**LIST OF TASKS**:
A. Answer these questions from the Lakeland Brazil administration section:
(i) How long must JNemer serve as signing officer of Lakeland Brazil after the Closing Date?
(ii) What minimum percentage of Transferee's shares must JNemer own?
(iii) Who can waive the requirements of Section 5.3(a), and in what form?
B. Resume the Lakeland Brazil administration section, picking up after its final sentence.

━━ PAGE TEXT ━━

5.3 Administration and Control of Lakeland Brazil
(a) As condition for the completion of all obligations assumed by Transferor under the provision of this Agreement, Transferee, Lakeland Brazil and JNemer acknowledge, undertake, consent and agree as follows:
(i) JNemer will be appointed as legal representative (the “signing officer”) of Lakeland Brazil on the Closing Date and shall maintain this position for at least the first two (2) years immediately after the Closing Date.
(ii) Transferee shall maintain the ownership of at least fifty one percent (51%) of Lakeland Brazil’s shares at least during the first two (2) years immediately after the Closing Date.
(iii) JNemer shall maintain the ownership of at least fifty one percent (51%) of Transferee’s shares at least during the first two (2) years immediately after the Closing Date.
(b) Unless waived in writing by Transferor, failure to comply with the provisions of Section 5.3(a) shall constitute a material breach of this Agreement by Transferee and JNemer and shall, in addition to all rights and remedies that Transferor shall have as a matter of law or equity, excuse Transferor from all of its obligations under this Agreement (including making the payments required by Section 2.5) and entitle Transferor to reimbursement from Transferee and Lakeland Brazil of all payments theretofore made by Transferor under the provisions of Section 2.5.

━━━
━━ STORED ROWS ━━

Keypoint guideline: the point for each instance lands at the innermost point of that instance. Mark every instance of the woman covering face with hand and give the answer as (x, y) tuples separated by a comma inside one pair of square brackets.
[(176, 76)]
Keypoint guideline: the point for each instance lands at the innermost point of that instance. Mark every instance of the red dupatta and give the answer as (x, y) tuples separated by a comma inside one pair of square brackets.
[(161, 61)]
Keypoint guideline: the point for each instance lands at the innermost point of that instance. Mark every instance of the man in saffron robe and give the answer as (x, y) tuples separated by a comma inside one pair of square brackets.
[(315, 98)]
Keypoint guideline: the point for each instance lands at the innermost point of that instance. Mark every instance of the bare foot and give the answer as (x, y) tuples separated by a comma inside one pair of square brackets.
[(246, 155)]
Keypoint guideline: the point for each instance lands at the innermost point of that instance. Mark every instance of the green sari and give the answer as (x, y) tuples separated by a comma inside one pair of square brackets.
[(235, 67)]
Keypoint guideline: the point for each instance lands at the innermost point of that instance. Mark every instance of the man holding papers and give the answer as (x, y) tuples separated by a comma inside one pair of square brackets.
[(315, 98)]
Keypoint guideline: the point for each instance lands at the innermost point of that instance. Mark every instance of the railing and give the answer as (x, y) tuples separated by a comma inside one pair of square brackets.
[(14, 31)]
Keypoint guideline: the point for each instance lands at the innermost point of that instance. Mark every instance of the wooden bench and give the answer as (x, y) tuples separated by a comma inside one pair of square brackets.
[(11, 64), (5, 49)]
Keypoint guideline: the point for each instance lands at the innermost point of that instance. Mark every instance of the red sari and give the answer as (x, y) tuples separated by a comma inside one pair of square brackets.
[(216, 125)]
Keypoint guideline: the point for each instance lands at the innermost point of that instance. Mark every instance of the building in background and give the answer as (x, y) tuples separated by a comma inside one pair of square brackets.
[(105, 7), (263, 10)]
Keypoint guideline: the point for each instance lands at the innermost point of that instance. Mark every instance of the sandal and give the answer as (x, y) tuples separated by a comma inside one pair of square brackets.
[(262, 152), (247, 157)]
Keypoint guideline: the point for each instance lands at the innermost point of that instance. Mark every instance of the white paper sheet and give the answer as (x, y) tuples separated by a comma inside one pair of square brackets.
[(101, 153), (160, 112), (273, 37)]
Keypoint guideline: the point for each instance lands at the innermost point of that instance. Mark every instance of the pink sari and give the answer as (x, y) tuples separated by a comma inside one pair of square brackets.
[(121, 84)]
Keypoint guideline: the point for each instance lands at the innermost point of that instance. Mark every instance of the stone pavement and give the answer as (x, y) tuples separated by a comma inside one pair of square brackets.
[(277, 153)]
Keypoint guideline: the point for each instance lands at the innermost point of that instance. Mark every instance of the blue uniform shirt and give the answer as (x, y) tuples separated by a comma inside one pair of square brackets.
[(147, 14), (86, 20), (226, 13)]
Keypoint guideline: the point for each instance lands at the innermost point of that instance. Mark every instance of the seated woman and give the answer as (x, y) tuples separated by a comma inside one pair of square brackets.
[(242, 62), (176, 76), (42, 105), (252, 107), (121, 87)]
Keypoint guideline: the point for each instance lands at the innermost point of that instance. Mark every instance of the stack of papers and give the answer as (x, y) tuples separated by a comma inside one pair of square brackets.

━━━

**WRITTEN RESPONSES**:
A.
(i) For at least the first two (2) years immediately after the Closing Date.
(ii) At least fifty one percent (51%).
(iii) Transferor, in writing.

B.
5.4 Reasonable Best Efforts
Upon the terms and subject to the conditions set forth in this Agreement, each of the parties agrees to use its reasonable best efforts to take, or cause to be taken, all actions, and to do, or cause to be done, and to assist and cooperate with the other parties in doing, all things necessary, proper or advisable to consummate and make effective, in the most expeditious manner practicable, the transactions contemplated by this Agreement, including using reasonable best efforts to accomplish the following: (i) the taking of all acts necessary to cause the conditions to Closing to be satisfied as promptly as practicable, (ii) the obtaining of all necessary actions,, waivers, consents and approvals from Governmental Bodies and the making of all necessary registrations and filings (including filings with Governmental Bodies, if any) and the taking of all steps as may be necessary to obtain an approval or waiver from, or to avoid an action or proceeding by any Governmental Body, (iii) the obtaining of all necessary consents, approvals, releases or waivers from Third Parties, (iv) the defending of any lawsuits or other legal proceedings, whether judicial or administrative, challenging this Agreement or the consummation of the transactions contemplated hereby, including seeking to have any stay or temporary restraining order entered by any Governmental Body vacated or reversed, and (v) the execution and delivery of any additional instruments necessary to consummate the transactions contemplated by and to fully carry out the purposes of, this Agreement.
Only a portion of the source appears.